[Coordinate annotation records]
____

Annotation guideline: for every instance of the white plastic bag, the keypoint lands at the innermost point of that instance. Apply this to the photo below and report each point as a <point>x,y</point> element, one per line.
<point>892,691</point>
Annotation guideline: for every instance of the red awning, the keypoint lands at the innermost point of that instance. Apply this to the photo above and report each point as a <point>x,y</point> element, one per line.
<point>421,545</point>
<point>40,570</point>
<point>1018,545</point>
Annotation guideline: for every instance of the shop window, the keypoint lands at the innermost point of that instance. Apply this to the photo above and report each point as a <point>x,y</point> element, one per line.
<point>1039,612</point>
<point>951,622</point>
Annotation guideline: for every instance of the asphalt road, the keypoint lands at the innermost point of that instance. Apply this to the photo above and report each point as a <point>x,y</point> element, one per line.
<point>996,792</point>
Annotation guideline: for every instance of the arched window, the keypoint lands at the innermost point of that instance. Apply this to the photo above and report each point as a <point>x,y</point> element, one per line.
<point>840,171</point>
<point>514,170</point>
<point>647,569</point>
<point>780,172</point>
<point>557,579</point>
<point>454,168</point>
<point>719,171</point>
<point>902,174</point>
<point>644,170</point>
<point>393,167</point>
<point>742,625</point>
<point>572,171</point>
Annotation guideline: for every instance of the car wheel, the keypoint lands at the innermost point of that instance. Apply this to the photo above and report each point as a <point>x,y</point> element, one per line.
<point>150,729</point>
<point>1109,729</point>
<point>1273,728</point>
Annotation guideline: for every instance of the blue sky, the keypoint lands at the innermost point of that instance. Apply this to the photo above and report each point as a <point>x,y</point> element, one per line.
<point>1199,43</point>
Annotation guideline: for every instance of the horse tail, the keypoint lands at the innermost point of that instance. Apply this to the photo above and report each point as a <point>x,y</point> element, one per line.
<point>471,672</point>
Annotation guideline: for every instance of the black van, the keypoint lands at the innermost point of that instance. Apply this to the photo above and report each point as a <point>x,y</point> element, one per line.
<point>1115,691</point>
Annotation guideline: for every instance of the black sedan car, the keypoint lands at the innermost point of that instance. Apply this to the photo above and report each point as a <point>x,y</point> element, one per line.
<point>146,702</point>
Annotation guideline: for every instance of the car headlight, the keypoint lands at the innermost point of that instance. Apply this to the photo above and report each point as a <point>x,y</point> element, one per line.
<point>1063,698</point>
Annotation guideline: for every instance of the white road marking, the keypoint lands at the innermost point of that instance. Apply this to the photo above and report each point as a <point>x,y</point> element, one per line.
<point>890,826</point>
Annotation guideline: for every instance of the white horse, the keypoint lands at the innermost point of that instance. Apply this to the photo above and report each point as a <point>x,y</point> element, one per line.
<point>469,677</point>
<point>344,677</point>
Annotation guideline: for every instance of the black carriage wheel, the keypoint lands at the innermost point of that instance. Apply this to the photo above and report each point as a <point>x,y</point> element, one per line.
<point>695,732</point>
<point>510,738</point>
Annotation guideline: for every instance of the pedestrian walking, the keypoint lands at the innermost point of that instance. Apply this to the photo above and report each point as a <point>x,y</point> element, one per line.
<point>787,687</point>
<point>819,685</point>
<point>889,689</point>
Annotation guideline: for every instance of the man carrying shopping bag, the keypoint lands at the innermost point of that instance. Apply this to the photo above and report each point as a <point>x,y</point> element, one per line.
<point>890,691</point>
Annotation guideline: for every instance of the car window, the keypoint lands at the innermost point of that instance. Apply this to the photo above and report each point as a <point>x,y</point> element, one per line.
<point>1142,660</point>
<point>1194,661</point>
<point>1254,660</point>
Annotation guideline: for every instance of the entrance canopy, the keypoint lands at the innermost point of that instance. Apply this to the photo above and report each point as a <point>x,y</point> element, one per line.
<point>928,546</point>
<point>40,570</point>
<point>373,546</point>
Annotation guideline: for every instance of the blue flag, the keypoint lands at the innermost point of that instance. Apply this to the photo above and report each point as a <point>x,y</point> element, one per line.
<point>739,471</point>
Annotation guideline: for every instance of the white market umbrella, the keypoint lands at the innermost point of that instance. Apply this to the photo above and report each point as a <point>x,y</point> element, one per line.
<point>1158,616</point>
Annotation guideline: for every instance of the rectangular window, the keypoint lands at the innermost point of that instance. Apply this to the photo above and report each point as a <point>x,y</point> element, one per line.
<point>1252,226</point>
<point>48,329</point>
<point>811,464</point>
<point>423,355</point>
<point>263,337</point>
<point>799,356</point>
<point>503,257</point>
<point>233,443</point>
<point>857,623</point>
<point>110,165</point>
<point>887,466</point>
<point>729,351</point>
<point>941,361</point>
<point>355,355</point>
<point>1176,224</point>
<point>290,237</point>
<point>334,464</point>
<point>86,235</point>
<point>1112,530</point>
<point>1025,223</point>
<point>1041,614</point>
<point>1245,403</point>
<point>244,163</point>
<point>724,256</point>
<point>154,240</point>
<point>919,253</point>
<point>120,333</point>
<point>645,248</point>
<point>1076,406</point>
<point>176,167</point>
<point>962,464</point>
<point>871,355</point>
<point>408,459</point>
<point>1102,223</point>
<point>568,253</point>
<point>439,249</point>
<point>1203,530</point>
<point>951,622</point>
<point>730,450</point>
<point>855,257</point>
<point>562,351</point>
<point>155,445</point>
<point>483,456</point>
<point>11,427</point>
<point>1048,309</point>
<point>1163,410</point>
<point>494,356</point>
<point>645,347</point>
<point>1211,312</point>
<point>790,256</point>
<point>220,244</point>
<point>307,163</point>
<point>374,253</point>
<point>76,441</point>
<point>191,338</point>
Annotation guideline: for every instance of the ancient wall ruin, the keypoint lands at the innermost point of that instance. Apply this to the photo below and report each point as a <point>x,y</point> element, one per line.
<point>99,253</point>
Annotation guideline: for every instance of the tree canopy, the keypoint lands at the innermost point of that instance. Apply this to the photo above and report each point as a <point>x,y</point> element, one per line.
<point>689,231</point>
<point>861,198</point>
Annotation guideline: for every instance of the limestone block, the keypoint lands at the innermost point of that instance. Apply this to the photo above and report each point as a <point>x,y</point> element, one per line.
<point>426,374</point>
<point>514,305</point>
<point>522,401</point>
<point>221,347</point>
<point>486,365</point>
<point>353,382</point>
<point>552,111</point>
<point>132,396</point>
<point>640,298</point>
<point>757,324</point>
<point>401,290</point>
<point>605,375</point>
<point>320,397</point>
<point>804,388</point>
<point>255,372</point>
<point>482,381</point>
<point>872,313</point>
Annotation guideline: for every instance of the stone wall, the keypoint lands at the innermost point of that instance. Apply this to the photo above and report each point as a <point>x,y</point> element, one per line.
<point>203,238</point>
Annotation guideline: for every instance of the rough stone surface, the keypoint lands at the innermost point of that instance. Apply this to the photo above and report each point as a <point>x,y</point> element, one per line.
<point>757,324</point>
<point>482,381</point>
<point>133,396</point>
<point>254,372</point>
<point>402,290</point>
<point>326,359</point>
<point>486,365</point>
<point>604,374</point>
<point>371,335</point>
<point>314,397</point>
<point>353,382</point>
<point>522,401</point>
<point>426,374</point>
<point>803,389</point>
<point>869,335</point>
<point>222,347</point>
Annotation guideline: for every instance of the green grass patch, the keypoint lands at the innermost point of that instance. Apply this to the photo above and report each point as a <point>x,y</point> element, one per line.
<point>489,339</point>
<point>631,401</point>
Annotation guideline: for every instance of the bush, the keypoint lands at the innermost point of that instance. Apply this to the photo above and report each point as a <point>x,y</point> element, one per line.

____

### Set problem:
Edit the data above by replacing every occurrence of "innermost point" with "center point", and keep everything else unchanged.

### Correct answer:
Annotation guideline: for every instance of the white plastic bag, the keypoint lands at the center point of that instance. Apply this to the photo below and report each point as a <point>x,y</point> element, one per line.
<point>892,691</point>
Annotation guideline: for every instance of the red awning, the keypoint lands at the center point of that instance. Apply this to the photo above and report each point as a <point>x,y</point> element, one per line.
<point>421,545</point>
<point>40,570</point>
<point>1018,545</point>
Annotation guideline: for every instance of the shop window, the keypoint lands at the center point of that instance. Apply this to the photo above and report each point as a <point>x,y</point> element, one per line.
<point>1039,612</point>
<point>951,622</point>
Annotation guideline: for every instance of the asphalt road, the keypoint lands at the center point of that instance. Apply this to the photo above and report each point as a <point>x,y</point> element, one per line.
<point>996,792</point>
Annotation guideline: for every instance of the arched window, the keypoint lands at the center point of that instance. Apply this to the photo above and report each point as a <point>x,y</point> element, one per line.
<point>840,171</point>
<point>514,170</point>
<point>647,569</point>
<point>780,172</point>
<point>557,579</point>
<point>454,168</point>
<point>719,171</point>
<point>902,174</point>
<point>644,170</point>
<point>393,167</point>
<point>742,625</point>
<point>572,171</point>
Annotation guideline: for every instance of the car wheel, the keypoint lands at the center point of that instance. Apply this to the photo above and report each point as a <point>x,y</point> element, one per line.
<point>150,729</point>
<point>1109,729</point>
<point>1273,728</point>
Annotation guideline: for every instance of the blue sky, the keypoint lands at the center point of that instance. Apply this to the photo above and report each point as a <point>x,y</point> element, one per line.
<point>1199,43</point>
Annotation guideline: for every instance of the horse tail, the keypoint lands at the center point of that instance. Apply this to the photo above and report each point as a <point>x,y</point> element, one per line.
<point>471,672</point>
Annotation guideline: for every instance of the black van, the keypoint lands at the center point of that instance. Apply this to the photo above and report each point as a <point>x,y</point> element, one per line.
<point>1115,691</point>
Annotation guideline: for every instance of the black sedan car, the keypoint lands at the center point of that instance. Apply this to the photo above and report each point as a <point>x,y</point> element, one per line.
<point>146,702</point>
Annotation guideline: for every instance of the car headlight, the keypoint lands at the center point of that instance. Apply this to the photo above and report each point as a <point>x,y</point> element, one per line.
<point>1063,698</point>
Annotation guideline: for every instance of the white road marking, the keypoint lands at the center point of that instance. Apply this to the photo above and report each point as a <point>x,y</point> element, one per line.
<point>890,826</point>
Annotation guideline: for every instance of the white horse, the keypoint lands at the center point of that instance. Apply this to the photo above and report each point as a <point>x,y</point> element, one per line.
<point>469,677</point>
<point>344,677</point>
Annotation guideline: for every instance of the black carriage wheel, the keypoint lands at the center point of that instance. Apply this to the photo above and report each point as a <point>x,y</point> element, one per line.
<point>695,732</point>
<point>510,738</point>
Annotation guideline: for every instance of the pedestrian walking, the keypoint lands at the center point of that instance. Apply this to the photo above and report each point as a <point>x,y</point> element, one per line.
<point>787,687</point>
<point>819,685</point>
<point>889,689</point>
Annotation guideline: for every instance of the man carrying shopping bag, the keypoint lands at the center point of that instance. Apply this to the photo above and report each point as a <point>x,y</point> element, one per line.
<point>890,691</point>
Annotation guideline: for every instance of the car window, the keypoint lands at the center point of that instance. Apply this to the photo above and report each point as a <point>x,y</point> element, one per line.
<point>1142,660</point>
<point>1194,661</point>
<point>1254,660</point>
Annotation guideline: for every instance of the entrance canopy, the keypoint lands at the center point of that instance. Apply this to the photo above and report each point as a <point>x,y</point> element, one per line.
<point>928,546</point>
<point>40,570</point>
<point>373,546</point>
Annotation guideline: for every instance of the blue flag, the keypoint lands at the center point of that instance. Apply this to the photo above and report each point as a <point>x,y</point> element, one per line.
<point>739,471</point>
Annotation guideline: for every instance of the white market umbrella, the keypoint lands at the center point of that instance. Apply this to the photo above and report each point as a <point>x,y</point> element, one per line.
<point>1158,616</point>
Annotation guideline: for every instance of the rectangular window, the keypoint lands at the center point of that instance. Apply this to the photo above and report each point as a <point>x,y</point> element, one per line.
<point>1252,226</point>
<point>48,329</point>
<point>811,464</point>
<point>423,355</point>
<point>263,337</point>
<point>799,356</point>
<point>503,257</point>
<point>233,443</point>
<point>857,623</point>
<point>110,165</point>
<point>887,466</point>
<point>729,351</point>
<point>941,361</point>
<point>355,355</point>
<point>1176,224</point>
<point>290,237</point>
<point>334,464</point>
<point>86,235</point>
<point>1112,530</point>
<point>1025,223</point>
<point>1041,614</point>
<point>1245,403</point>
<point>244,163</point>
<point>724,256</point>
<point>154,240</point>
<point>919,253</point>
<point>120,333</point>
<point>645,248</point>
<point>1076,406</point>
<point>176,167</point>
<point>962,464</point>
<point>871,355</point>
<point>408,459</point>
<point>1102,223</point>
<point>568,253</point>
<point>439,249</point>
<point>1203,530</point>
<point>951,622</point>
<point>730,450</point>
<point>855,257</point>
<point>562,351</point>
<point>155,445</point>
<point>483,456</point>
<point>11,427</point>
<point>1048,309</point>
<point>1163,410</point>
<point>494,356</point>
<point>645,347</point>
<point>1211,312</point>
<point>790,256</point>
<point>220,244</point>
<point>307,163</point>
<point>374,253</point>
<point>76,441</point>
<point>191,338</point>
Annotation guideline: for every instance of the ancient wall ruin, the keypoint lands at the center point of that instance. Apply this to the photo below and report each point as a <point>x,y</point> element, one per line.
<point>99,253</point>
Annotation guideline: for every instance of the tree canopy, the keypoint lands at the center point of that instance. Apply this to the photo above and report each point as a <point>x,y</point> element, one per line.
<point>689,231</point>
<point>861,198</point>
Annotation guideline: for every instance of the limestone block, the keypoint lands at the center point of that instance. Apply this to the photo above and report each point as a <point>x,y</point> element, one per line.
<point>426,374</point>
<point>514,305</point>
<point>522,401</point>
<point>221,347</point>
<point>486,365</point>
<point>353,382</point>
<point>552,111</point>
<point>132,396</point>
<point>640,298</point>
<point>757,324</point>
<point>401,290</point>
<point>605,375</point>
<point>320,397</point>
<point>804,388</point>
<point>255,372</point>
<point>482,381</point>
<point>872,313</point>
Annotation guideline: for every instance of the stone wall, the keypoint lands at the center point of that instance. Apply this to the photo above and report each point as a <point>x,y</point> element, one per line.
<point>203,238</point>
Annotation guideline: for every instance of the rough stone surface, the keypoint lands at the center point of that instance. Apply this to the photo above and report each point as a <point>x,y</point> element, one per line.
<point>757,324</point>
<point>482,381</point>
<point>133,396</point>
<point>254,372</point>
<point>402,290</point>
<point>326,359</point>
<point>486,365</point>
<point>604,374</point>
<point>371,335</point>
<point>314,397</point>
<point>353,382</point>
<point>522,401</point>
<point>426,374</point>
<point>803,389</point>
<point>869,335</point>
<point>222,347</point>
Annotation guideline: for every instance of the green grass patch, the keypoint lands at the center point of that instance. Apply this to the photo above and report each point as a <point>x,y</point> element, one per line.
<point>489,339</point>
<point>631,401</point>
Annotation guideline: for every instance of the bush, the keypoint lands at the center point of that instance. Apply this to the photo above and report each point as a <point>x,y</point> element, one per line.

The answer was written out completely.